→ **PROBLEM**:
Please quote the material exactly, every line of it.
·····
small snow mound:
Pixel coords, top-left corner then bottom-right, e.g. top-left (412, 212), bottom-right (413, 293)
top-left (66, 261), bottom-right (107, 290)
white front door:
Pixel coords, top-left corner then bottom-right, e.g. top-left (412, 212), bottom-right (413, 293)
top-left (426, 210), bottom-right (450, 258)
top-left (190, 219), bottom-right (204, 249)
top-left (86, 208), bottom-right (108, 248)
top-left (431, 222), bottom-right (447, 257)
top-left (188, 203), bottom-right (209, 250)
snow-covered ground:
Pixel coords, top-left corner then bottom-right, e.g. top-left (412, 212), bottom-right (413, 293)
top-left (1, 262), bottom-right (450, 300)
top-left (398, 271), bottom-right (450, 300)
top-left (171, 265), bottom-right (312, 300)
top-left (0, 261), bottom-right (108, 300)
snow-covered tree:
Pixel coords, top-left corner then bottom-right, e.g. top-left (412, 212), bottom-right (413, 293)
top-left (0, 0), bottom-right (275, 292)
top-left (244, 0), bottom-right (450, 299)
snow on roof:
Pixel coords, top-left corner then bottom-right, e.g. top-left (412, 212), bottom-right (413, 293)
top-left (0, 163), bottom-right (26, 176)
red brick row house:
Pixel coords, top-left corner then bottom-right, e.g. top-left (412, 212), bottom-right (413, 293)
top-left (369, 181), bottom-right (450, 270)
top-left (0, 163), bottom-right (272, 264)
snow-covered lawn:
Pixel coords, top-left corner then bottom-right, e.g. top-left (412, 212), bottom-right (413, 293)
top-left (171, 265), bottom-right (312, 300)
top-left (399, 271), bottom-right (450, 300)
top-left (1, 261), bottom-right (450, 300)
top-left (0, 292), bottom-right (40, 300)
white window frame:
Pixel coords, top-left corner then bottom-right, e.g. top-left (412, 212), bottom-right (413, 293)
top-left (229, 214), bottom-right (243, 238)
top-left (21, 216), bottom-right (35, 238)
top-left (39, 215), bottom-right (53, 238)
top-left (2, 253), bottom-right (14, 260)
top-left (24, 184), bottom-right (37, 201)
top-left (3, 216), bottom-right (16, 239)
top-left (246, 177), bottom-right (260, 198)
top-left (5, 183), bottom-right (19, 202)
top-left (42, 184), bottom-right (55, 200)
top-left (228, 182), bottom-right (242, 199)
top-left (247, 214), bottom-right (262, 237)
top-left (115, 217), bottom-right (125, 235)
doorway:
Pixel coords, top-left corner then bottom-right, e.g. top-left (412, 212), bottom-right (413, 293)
·····
→ **TASK SOLUTION**:
small snow mound:
Pixel coords, top-left corner then bottom-right, e.g. top-left (412, 212), bottom-right (413, 293)
top-left (66, 261), bottom-right (107, 290)
white front door:
Pixel coords, top-left corner then bottom-right, e.g. top-left (412, 212), bottom-right (413, 293)
top-left (426, 210), bottom-right (450, 258)
top-left (190, 219), bottom-right (204, 249)
top-left (86, 208), bottom-right (108, 248)
top-left (431, 222), bottom-right (447, 257)
top-left (188, 203), bottom-right (209, 250)
snow-covered ground:
Pixel coords, top-left corner then bottom-right, e.g. top-left (412, 212), bottom-right (413, 293)
top-left (1, 262), bottom-right (450, 300)
top-left (398, 271), bottom-right (450, 300)
top-left (171, 265), bottom-right (312, 300)
top-left (0, 261), bottom-right (108, 300)
snow-covered tree:
Pixel coords, top-left corner then bottom-right, e.g. top-left (412, 212), bottom-right (413, 293)
top-left (0, 0), bottom-right (275, 292)
top-left (244, 0), bottom-right (450, 299)
snow on roof:
Pixel coords, top-left corner then bottom-right, e.g. top-left (412, 212), bottom-right (413, 293)
top-left (0, 163), bottom-right (26, 176)
red brick row house:
Pixel coords, top-left corner then bottom-right, e.g. top-left (412, 212), bottom-right (413, 293)
top-left (369, 181), bottom-right (450, 270)
top-left (0, 163), bottom-right (272, 264)
snow-covered lawn:
Pixel coords, top-left corner then bottom-right, e.g. top-left (412, 212), bottom-right (413, 293)
top-left (171, 265), bottom-right (312, 300)
top-left (399, 271), bottom-right (450, 300)
top-left (1, 261), bottom-right (450, 300)
top-left (0, 292), bottom-right (40, 300)
white window frame:
Pixel coords, top-left corner then bottom-right, e.g. top-left (412, 212), bottom-right (413, 293)
top-left (229, 214), bottom-right (243, 238)
top-left (21, 216), bottom-right (35, 238)
top-left (39, 215), bottom-right (53, 238)
top-left (2, 253), bottom-right (14, 260)
top-left (24, 184), bottom-right (37, 201)
top-left (3, 216), bottom-right (16, 239)
top-left (246, 177), bottom-right (260, 198)
top-left (5, 183), bottom-right (19, 202)
top-left (42, 184), bottom-right (55, 200)
top-left (228, 182), bottom-right (242, 199)
top-left (247, 214), bottom-right (262, 237)
top-left (115, 217), bottom-right (125, 235)
doorway:
Pixel coords, top-left corner then bottom-right, e.g. top-left (412, 212), bottom-right (413, 293)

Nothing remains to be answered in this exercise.